• [What is expected]: Reproduce only this part of the listing: the line with "Annotation task — tag the car behind", plus every line after it through the last.

(Entries taken from a collection)
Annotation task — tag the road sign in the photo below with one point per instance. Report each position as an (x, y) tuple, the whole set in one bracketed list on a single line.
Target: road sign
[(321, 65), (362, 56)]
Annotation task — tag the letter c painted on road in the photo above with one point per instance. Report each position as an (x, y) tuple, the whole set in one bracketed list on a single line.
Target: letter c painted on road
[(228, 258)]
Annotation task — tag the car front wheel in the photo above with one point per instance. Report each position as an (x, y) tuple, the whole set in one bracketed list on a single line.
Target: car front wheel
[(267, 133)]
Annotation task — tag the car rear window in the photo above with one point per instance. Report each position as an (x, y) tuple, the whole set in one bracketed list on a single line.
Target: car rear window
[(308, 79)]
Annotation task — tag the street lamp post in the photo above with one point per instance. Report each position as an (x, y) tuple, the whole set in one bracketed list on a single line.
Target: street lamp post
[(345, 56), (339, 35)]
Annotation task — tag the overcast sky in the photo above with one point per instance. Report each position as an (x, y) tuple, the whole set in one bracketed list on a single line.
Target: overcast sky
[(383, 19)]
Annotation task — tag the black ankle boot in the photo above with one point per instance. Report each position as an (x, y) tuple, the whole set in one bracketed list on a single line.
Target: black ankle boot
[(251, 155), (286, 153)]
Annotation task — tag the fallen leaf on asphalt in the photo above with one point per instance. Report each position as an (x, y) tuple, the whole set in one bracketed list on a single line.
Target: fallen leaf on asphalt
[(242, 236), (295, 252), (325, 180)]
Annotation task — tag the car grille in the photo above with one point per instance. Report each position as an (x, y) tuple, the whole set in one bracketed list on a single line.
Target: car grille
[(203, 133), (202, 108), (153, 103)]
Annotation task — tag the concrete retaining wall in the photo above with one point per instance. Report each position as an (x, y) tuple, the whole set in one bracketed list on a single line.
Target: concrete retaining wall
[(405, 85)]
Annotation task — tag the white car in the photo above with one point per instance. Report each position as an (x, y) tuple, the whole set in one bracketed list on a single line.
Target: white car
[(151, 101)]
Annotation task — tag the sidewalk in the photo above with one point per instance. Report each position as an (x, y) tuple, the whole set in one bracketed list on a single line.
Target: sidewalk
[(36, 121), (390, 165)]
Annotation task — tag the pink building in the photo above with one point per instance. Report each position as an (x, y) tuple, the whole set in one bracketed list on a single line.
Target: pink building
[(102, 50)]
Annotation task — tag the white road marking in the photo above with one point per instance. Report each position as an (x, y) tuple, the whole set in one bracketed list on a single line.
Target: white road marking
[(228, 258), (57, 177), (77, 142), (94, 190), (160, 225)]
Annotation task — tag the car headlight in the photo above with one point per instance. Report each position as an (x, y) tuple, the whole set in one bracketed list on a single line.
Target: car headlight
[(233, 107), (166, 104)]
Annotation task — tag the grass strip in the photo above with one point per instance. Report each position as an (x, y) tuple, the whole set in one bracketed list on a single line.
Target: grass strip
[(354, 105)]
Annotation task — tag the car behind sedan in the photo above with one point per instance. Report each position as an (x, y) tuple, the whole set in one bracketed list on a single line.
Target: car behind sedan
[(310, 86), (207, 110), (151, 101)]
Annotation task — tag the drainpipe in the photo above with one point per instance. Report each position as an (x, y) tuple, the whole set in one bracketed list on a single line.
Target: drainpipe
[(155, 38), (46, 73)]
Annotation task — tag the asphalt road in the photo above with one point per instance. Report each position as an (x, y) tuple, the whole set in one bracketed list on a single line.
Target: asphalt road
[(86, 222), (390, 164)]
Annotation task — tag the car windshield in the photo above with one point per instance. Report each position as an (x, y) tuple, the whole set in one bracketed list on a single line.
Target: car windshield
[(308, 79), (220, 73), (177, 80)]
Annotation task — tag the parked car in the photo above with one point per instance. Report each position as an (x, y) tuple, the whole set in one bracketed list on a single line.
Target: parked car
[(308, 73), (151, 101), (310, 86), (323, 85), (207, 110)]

• [Reply to the exercise]:
Annotation task — tag the car behind sedan in the photo above with one point per instance. Report each position as an (x, y) tuple, the whole set in one bracketed list on a single line.
Target: car behind sedan
[(310, 86), (207, 110), (151, 101)]
Annotation task — tag the drainpipe in the photo above with one point per instance. Report each position as an (x, y) tuple, the whole set in one bracketed list on a single line.
Target: drainpipe
[(155, 38), (46, 73)]
Annotation task — tag the asphalt road in the photo above with one point per instance. Report each position as an (x, y) tuple, the whole set in one bracketed list on a single line.
Target: asphalt road
[(86, 222), (390, 164)]
Annotation task — tag the car windshield in the photo above with one point per instance. Report each position as an (x, y) tuple, the whole set in one bracketed list on a single line.
Target: car windshield
[(308, 79), (220, 73), (177, 80)]
Annotation task — tag the parked car in the photo above with one point per instance. Report each position as an (x, y) tuple, the whole set in one bracketed list on a single line.
Target: parked car
[(308, 73), (151, 101), (310, 86), (323, 85), (207, 110)]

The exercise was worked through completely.